Could you collect and copy out every line in the entries below that contains the word "muddy"?

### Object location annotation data

= = = = = = =

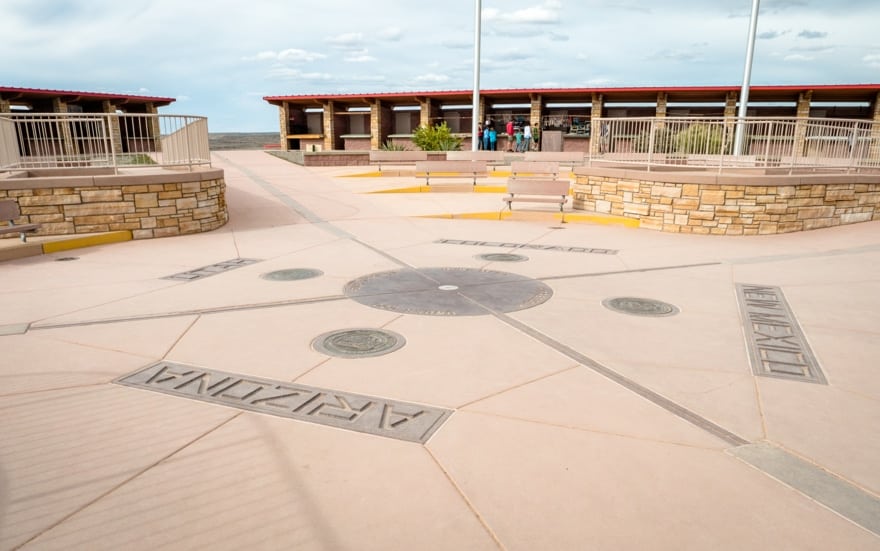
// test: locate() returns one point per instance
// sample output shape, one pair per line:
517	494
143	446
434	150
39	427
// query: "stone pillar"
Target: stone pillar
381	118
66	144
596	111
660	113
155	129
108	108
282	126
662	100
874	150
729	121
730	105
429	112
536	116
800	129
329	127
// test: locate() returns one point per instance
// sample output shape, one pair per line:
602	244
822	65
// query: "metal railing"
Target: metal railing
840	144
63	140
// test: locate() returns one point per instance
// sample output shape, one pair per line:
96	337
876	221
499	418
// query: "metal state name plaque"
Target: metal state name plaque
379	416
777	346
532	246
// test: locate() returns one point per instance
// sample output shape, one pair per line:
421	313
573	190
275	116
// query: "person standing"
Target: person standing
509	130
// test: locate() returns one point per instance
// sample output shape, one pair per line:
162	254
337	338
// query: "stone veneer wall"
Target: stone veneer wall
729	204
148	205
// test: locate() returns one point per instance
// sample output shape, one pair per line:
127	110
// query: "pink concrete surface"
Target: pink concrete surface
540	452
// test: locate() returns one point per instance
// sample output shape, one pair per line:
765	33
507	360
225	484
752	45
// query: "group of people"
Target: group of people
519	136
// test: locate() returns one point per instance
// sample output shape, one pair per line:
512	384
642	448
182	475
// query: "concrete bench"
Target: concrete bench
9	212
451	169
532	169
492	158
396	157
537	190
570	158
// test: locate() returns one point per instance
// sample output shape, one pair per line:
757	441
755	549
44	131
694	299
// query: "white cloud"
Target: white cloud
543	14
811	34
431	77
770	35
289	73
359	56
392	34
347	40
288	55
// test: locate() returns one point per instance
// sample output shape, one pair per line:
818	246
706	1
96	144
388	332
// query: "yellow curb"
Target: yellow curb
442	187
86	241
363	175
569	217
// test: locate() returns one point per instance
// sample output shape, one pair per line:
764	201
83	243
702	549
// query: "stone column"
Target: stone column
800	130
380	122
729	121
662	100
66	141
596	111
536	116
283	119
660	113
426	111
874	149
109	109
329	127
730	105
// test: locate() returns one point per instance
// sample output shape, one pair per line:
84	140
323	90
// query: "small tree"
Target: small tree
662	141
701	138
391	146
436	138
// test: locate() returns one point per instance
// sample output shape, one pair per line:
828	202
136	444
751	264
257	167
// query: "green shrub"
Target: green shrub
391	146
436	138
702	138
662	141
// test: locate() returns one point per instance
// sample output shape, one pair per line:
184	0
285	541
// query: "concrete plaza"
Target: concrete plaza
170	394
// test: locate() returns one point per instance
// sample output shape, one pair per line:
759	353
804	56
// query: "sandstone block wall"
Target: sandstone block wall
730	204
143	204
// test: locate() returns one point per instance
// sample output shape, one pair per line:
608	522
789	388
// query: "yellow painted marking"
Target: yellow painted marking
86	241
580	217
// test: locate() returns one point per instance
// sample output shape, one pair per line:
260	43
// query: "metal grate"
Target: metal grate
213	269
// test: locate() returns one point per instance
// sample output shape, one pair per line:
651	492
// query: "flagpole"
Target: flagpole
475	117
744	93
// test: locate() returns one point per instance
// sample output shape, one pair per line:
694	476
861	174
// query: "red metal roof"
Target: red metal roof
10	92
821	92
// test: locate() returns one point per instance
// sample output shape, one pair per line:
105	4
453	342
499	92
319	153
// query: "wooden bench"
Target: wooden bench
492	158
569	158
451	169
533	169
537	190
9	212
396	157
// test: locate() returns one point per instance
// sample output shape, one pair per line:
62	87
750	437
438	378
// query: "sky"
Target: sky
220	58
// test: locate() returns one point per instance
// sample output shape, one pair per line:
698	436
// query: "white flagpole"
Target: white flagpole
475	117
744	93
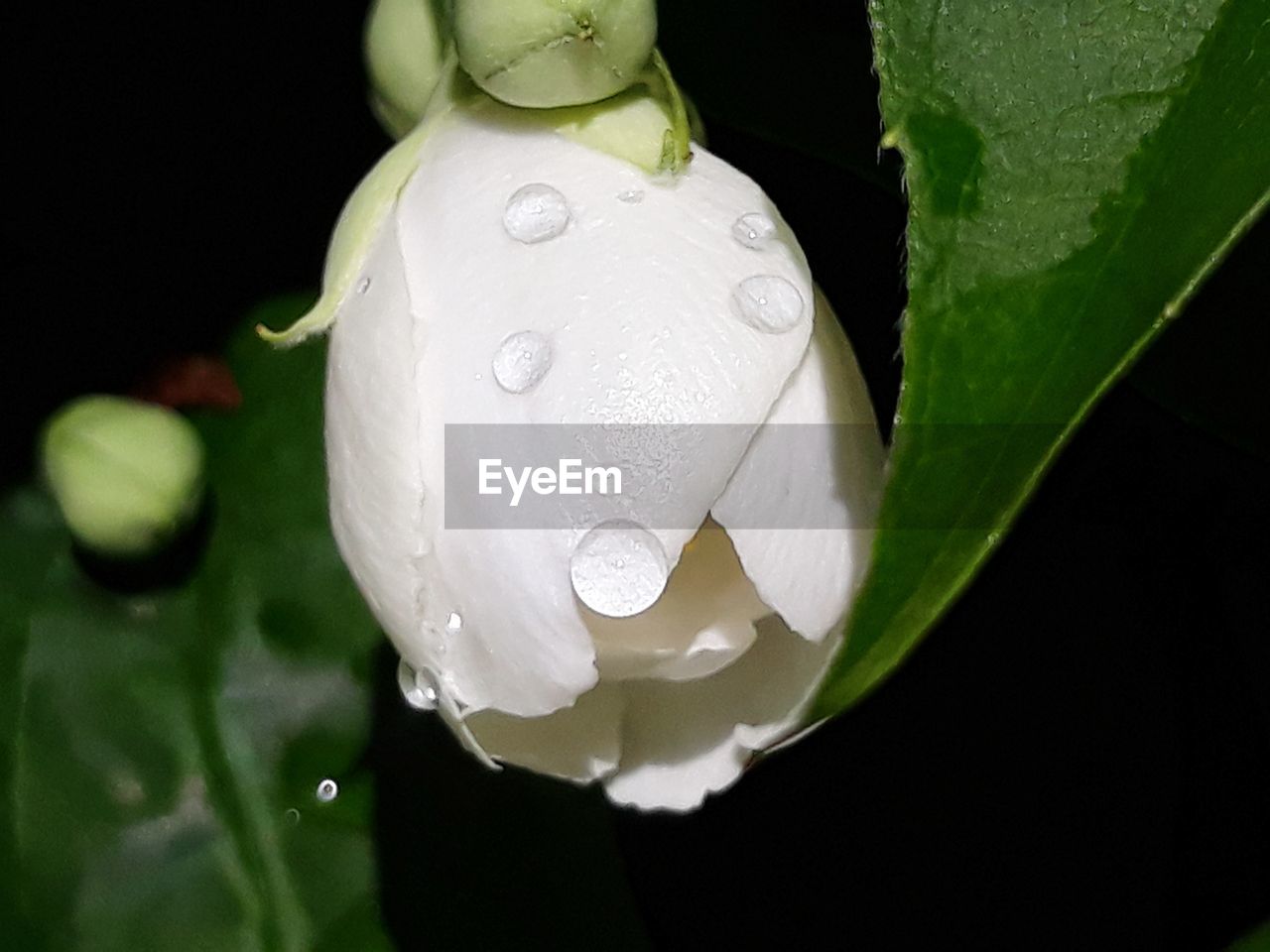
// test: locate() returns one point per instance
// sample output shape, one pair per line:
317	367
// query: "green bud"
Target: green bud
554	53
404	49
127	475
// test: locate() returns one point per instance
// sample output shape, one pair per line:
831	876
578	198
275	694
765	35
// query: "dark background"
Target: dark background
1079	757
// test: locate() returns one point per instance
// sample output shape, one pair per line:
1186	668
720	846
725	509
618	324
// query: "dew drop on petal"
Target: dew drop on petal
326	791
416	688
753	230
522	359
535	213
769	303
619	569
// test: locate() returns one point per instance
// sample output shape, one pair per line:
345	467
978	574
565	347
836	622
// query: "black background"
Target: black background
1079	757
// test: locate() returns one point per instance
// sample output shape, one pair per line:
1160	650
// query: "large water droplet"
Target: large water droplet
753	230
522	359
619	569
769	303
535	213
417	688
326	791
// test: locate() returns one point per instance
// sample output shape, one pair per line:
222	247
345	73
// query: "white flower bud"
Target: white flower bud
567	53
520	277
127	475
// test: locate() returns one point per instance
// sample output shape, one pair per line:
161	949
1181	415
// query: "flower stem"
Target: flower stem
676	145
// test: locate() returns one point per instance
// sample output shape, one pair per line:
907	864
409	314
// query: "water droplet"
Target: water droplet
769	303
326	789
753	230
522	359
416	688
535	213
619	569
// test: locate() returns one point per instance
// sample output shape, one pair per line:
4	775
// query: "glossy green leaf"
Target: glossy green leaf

= = = = = = =

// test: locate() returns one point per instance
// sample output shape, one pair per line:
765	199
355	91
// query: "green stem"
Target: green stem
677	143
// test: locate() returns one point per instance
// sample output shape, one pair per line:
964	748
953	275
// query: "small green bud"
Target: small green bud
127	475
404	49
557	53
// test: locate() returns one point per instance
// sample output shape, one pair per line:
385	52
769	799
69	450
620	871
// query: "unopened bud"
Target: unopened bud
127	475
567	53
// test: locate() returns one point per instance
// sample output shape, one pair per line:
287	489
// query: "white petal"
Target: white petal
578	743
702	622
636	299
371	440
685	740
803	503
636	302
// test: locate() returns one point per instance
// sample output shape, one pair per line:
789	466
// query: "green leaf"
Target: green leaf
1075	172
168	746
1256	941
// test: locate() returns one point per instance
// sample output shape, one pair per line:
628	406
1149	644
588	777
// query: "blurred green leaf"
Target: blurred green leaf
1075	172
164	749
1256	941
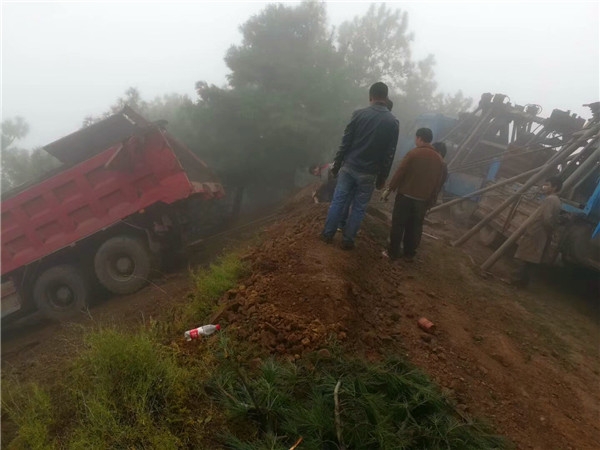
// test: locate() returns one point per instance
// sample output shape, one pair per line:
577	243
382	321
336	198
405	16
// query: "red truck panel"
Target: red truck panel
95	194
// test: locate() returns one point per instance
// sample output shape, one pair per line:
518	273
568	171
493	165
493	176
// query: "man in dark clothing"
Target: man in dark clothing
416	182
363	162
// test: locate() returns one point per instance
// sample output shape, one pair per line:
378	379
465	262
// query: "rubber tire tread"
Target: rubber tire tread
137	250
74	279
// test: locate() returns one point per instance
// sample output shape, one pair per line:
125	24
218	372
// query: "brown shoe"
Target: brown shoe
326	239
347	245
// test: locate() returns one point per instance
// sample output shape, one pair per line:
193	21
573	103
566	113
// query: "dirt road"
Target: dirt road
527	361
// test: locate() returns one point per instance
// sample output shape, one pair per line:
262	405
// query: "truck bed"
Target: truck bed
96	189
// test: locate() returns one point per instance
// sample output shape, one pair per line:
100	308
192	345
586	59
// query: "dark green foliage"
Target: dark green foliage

= = = = = = =

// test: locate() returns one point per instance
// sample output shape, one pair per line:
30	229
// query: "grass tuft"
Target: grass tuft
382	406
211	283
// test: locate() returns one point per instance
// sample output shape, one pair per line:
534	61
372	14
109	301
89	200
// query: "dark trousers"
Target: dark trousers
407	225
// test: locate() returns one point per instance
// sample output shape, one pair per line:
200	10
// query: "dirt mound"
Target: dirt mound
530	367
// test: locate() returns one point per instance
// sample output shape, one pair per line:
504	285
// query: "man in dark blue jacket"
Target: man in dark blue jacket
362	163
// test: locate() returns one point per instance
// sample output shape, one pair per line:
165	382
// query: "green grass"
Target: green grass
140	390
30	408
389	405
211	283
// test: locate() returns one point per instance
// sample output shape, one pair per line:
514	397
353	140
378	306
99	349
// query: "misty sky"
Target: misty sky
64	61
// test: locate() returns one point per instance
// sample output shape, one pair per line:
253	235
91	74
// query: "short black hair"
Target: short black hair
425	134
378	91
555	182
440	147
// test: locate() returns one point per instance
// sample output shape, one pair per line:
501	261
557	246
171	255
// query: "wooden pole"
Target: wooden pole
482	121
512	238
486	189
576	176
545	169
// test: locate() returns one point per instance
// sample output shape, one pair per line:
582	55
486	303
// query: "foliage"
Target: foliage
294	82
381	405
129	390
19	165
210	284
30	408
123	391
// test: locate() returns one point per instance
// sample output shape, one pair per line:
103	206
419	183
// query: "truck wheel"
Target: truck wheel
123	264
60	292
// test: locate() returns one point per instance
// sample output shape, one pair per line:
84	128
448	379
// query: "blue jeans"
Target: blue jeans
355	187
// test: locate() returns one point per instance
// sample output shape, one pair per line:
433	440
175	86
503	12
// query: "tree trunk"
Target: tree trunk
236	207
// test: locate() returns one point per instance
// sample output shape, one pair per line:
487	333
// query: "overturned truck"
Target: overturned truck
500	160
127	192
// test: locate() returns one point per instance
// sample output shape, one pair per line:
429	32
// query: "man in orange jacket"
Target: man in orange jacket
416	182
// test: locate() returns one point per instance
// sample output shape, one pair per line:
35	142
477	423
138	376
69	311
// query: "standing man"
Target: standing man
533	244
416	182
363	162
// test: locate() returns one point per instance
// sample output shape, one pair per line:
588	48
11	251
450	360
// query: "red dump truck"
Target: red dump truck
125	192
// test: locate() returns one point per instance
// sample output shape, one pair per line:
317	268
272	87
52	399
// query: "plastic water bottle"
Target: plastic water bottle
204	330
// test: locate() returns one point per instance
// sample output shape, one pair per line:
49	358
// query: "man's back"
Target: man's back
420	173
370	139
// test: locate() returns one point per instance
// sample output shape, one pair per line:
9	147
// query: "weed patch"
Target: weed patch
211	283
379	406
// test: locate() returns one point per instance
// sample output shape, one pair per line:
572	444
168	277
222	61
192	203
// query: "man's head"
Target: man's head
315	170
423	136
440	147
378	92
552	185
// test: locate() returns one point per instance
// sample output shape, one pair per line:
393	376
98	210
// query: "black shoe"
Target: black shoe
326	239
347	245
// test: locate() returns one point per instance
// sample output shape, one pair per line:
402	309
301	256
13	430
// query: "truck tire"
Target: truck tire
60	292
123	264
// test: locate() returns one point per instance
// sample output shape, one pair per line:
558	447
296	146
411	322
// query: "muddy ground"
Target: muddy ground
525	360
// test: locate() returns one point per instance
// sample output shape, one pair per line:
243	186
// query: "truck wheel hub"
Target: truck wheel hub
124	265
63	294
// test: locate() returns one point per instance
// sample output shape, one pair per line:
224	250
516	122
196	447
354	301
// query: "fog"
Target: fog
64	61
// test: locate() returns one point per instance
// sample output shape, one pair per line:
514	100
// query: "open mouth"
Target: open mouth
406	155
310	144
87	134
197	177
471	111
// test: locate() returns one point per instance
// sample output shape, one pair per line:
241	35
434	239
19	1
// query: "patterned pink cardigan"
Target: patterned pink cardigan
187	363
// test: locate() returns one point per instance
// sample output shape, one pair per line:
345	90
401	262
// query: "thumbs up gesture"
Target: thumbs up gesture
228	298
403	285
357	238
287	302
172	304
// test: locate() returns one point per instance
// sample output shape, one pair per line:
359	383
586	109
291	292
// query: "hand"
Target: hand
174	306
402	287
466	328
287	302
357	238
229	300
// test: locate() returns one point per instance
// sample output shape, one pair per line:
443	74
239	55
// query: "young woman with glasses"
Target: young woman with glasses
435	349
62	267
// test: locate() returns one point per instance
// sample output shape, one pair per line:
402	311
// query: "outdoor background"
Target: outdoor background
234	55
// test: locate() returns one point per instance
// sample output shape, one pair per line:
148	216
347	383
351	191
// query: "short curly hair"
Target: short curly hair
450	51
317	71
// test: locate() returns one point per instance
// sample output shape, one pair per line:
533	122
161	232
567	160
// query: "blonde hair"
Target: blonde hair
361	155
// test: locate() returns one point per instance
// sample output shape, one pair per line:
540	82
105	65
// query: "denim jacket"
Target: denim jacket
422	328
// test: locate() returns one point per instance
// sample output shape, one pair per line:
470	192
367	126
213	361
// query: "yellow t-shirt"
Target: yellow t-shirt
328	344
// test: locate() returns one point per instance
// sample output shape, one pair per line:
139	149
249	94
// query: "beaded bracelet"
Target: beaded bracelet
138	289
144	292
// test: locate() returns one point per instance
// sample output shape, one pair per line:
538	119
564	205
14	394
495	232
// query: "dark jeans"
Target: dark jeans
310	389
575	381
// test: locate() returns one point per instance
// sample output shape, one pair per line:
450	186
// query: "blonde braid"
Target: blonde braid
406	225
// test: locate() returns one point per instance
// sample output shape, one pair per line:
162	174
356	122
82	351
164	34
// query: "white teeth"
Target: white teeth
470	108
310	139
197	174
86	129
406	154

= = = = = = =

### Response
// query: "muddy ground"
Target: muddy ground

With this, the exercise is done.